- WHAT TO WORK ON
Write out the records that appear below, verbatim and complete, but without pictures.

- PROVIDED RECORDS
((

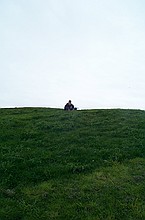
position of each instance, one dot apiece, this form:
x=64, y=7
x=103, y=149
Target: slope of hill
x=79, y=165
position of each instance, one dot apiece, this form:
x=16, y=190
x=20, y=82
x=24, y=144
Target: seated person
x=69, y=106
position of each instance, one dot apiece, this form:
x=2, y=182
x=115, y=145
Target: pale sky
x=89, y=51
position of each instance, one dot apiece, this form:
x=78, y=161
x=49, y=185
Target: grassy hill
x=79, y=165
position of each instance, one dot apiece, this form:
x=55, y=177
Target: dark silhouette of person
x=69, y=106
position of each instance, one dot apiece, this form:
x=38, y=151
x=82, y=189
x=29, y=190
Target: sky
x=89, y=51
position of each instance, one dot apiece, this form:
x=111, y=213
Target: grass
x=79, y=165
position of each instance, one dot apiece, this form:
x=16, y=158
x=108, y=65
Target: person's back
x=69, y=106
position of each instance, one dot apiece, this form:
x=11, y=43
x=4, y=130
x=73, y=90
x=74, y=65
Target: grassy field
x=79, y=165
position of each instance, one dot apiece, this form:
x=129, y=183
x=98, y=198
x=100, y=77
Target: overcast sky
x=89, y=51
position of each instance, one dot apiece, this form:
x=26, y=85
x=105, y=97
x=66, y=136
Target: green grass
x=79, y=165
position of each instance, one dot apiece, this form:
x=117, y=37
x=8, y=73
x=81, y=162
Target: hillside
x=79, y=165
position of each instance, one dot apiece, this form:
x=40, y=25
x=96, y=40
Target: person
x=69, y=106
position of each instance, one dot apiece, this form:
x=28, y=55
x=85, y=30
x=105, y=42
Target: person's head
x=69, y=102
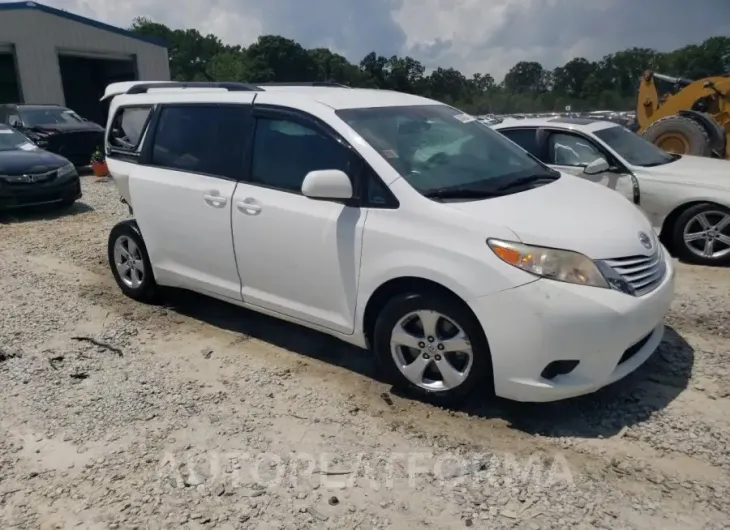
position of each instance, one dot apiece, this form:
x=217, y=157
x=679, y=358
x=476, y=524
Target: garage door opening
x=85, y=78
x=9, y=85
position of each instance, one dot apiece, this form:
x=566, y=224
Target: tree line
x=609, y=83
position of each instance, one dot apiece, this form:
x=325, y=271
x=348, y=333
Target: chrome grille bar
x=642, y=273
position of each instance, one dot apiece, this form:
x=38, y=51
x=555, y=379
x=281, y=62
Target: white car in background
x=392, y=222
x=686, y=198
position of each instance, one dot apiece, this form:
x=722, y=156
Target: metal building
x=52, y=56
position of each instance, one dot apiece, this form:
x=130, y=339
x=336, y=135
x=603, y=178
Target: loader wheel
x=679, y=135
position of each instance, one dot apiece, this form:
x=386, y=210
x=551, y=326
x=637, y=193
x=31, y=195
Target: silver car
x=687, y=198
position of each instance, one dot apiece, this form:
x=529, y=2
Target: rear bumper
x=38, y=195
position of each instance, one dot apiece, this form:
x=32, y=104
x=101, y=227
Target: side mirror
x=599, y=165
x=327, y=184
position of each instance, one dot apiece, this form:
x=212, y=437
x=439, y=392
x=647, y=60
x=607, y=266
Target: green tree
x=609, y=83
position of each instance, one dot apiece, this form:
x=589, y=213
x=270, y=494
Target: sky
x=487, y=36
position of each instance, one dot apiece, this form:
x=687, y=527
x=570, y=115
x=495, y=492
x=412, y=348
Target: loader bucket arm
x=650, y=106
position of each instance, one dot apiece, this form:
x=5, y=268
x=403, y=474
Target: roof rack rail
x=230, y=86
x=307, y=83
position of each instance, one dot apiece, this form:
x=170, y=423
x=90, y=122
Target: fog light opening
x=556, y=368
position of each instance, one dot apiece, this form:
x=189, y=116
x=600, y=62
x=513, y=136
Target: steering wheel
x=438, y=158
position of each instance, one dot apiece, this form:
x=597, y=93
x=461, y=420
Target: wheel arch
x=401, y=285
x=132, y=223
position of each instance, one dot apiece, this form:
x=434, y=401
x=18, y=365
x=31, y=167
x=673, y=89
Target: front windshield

))

- SOLUTION
position of each instance, one dot apiece, this form:
x=64, y=7
x=103, y=149
Target: slope of hill
x=79, y=165
position of each instance, one dot apiece, this form:
x=16, y=190
x=20, y=82
x=24, y=144
Target: seated person
x=69, y=106
position of each instance, one dot apiece, this form:
x=2, y=182
x=115, y=145
Target: pale sky
x=89, y=51
position of each instance, one dot apiece, this form:
x=78, y=161
x=49, y=185
Target: grassy hill
x=79, y=165
position of each instance, one dot apiece, this form:
x=55, y=177
Target: dark silhouette of person
x=69, y=106
position of each instance, one dot apiece, this form:
x=38, y=151
x=82, y=189
x=29, y=190
Target: sky
x=89, y=51
position of each instance, one dot apiece, this form:
x=111, y=213
Target: grass
x=79, y=165
position of each instance, one dot apiece, this form:
x=16, y=158
x=108, y=65
Target: person's back
x=69, y=106
position of each instance, one dot apiece, this form:
x=11, y=43
x=4, y=130
x=73, y=90
x=74, y=65
Target: grassy field
x=79, y=165
position of each instance, one dot apiece, this form:
x=129, y=183
x=98, y=198
x=100, y=77
Target: overcast sky
x=89, y=51
position of each instance, one dot apiece, this form:
x=26, y=85
x=105, y=97
x=66, y=136
Target: green grass
x=79, y=165
position of each instance, one dot apiece, this form:
x=117, y=37
x=8, y=73
x=81, y=162
Target: hillside
x=79, y=165
position of each instance, one dot apiece, this form:
x=40, y=25
x=96, y=40
Target: person
x=69, y=106
position of each instance, one dot apiece, this form:
x=28, y=55
x=85, y=30
x=105, y=42
Target: person's head
x=69, y=102
position of each instance, one dot apiece, this form:
x=217, y=157
x=679, y=358
x=476, y=524
Target: garage door opening
x=85, y=78
x=9, y=85
position of each instance, one dot apiece, this form:
x=566, y=224
Target: tree line
x=609, y=83
position of each instance, one dot apiece, this form:
x=325, y=271
x=348, y=333
Target: chrome grille bar
x=642, y=273
position of each instance, one dot apiece, this form:
x=38, y=51
x=555, y=379
x=281, y=62
Target: white car in background
x=392, y=222
x=686, y=198
position of each instance, one dot apiece, this form:
x=722, y=156
Target: metal building
x=52, y=56
position of each instance, one dot apiece, this form:
x=130, y=339
x=336, y=135
x=603, y=178
Target: loader wheel
x=679, y=135
position of each instance, one dot apiece, this form:
x=386, y=210
x=551, y=326
x=637, y=193
x=31, y=195
Target: silver car
x=687, y=198
position of each instance, one dot apiece, this form:
x=529, y=2
Target: rear bumper
x=38, y=195
position of each instance, one dot apiece, this form:
x=32, y=104
x=101, y=227
Target: side mirror
x=599, y=165
x=327, y=184
position of each instance, one dot apiece, this form:
x=212, y=437
x=439, y=392
x=647, y=60
x=607, y=266
Target: green tree
x=609, y=83
position of each instance, one dot apiece, this form:
x=589, y=213
x=270, y=494
Target: sky
x=487, y=36
position of each instance, one dot apiece, this form:
x=687, y=527
x=570, y=115
x=495, y=492
x=412, y=348
Target: loader bucket arm
x=650, y=106
position of each instance, one dot apiece, this form:
x=5, y=268
x=403, y=474
Target: roof rack rail
x=230, y=86
x=307, y=83
position of each instance, one dot apiece, this form:
x=170, y=423
x=90, y=122
Target: fog light opening
x=556, y=368
position of each instance, one dot apiece, this form:
x=189, y=116
x=600, y=62
x=513, y=136
Target: steering wheel
x=438, y=158
position of each instance, one dot apiece, this form:
x=597, y=93
x=461, y=420
Target: wheel arch
x=401, y=285
x=132, y=223
position of each instance, one dot apiece, this form:
x=434, y=401
x=18, y=365
x=31, y=167
x=673, y=89
Target: front windshield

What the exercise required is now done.